### Selected excerpt

A Blue Spring When Leaves Fall

On U (Luke) Chung

8 minutes

A Blue Spring When Leaves Fall is a film that dives into the personal hardships and hopelessness we have faced in our family through the outcome of our father.  The unconsciously accumulated stress and anxiety my family individually had, resulted in a heated argument on accusing each other for not doing enough. However, I realized no one in our family was accountable for this to happen and needed to handle the situation with understanding, forgiveness, and sacrifice.


Alter Blue

Dag Davidge

9 minutes

The Altar

Dag Davidge

Installation, 73’’ x 40’’

Cotton cyanotypes, aluminum foil

Being adopted, there comes a time when you realize eight hands made your heart, but you only know four. You wonder how life would have been if you knew your birth family. How do you shake the feeling you can’t claim yourself as part of them or your heritage? How do you remember a family you’ve never known? The Altar and Alter Blue are two halves of this investigation into the urge to uncover the memory of ancestry lost through transracial adoption.

Through the Flow of Summer Snow

Sophia Santos English

14 minutes

Through the Flow of Summer Snow is a hybrid fiction-documentary short film that tends to my families experience with grief and cancer diagnosis during a particularly long and hot summer in 2023. Those months we were vulnerable & afraid but despite it all, we found our strength in the community. We bore through the grief during family gathering, cooking meals together, finding new traditions, sharing stories and histories; we began to heal. I position our acts of care towards how we might care for the grief towards our natural environments. The film meditates on the question of: how can we heal our relationships to each other and the earth?

######
### Dataset entries

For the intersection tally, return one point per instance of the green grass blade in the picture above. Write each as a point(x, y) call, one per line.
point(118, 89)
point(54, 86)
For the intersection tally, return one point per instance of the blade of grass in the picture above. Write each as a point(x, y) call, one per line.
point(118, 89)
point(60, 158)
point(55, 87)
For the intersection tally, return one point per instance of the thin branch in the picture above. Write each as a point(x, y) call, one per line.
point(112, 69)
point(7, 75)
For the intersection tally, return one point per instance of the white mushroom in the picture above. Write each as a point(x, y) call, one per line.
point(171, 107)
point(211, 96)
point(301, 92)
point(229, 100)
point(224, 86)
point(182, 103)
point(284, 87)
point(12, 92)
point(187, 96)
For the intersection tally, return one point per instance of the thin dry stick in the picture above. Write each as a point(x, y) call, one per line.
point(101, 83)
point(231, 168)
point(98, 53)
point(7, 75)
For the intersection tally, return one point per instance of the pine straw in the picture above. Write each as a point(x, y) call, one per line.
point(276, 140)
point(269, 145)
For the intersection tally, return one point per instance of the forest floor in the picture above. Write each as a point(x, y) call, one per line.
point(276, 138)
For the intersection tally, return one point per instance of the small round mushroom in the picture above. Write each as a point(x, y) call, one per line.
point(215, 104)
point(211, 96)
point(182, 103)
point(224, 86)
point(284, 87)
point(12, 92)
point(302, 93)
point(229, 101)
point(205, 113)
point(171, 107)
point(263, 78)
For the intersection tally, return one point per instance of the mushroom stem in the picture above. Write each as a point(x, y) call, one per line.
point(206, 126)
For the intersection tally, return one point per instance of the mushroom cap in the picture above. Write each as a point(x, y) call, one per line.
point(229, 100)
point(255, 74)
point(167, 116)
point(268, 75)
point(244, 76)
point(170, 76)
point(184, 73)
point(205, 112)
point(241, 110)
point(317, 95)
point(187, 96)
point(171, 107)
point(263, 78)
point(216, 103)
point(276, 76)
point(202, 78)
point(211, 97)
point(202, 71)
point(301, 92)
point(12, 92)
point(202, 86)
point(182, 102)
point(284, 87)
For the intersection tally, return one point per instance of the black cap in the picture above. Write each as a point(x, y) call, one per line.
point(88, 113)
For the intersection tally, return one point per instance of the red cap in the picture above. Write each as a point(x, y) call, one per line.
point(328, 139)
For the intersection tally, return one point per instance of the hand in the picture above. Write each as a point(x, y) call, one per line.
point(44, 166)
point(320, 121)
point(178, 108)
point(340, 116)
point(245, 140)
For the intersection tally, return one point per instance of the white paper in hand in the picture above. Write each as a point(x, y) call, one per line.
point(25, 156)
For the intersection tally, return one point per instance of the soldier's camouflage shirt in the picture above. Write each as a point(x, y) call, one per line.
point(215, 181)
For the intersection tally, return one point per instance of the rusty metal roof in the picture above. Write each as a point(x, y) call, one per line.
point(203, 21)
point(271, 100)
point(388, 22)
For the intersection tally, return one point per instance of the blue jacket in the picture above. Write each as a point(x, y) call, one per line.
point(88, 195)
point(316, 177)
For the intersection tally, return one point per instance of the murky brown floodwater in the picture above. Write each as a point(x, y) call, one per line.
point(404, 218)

######

== Your task ==
Shorten the paragraph in the film listings that begins "Being adopted, there comes a time," keeping its main facts. The items are not needed for the task on the film listings.

== Written response ==
An adopted person eventually realizes that eight hands made their heart but they know only four. This raises questions about life with a birth family, about whether one can claim that family or heritage, and about how to remember a family never known. The Altar and Alter Blue form two halves of an investigation into the urge to uncover ancestral memory lost through transracial adoption.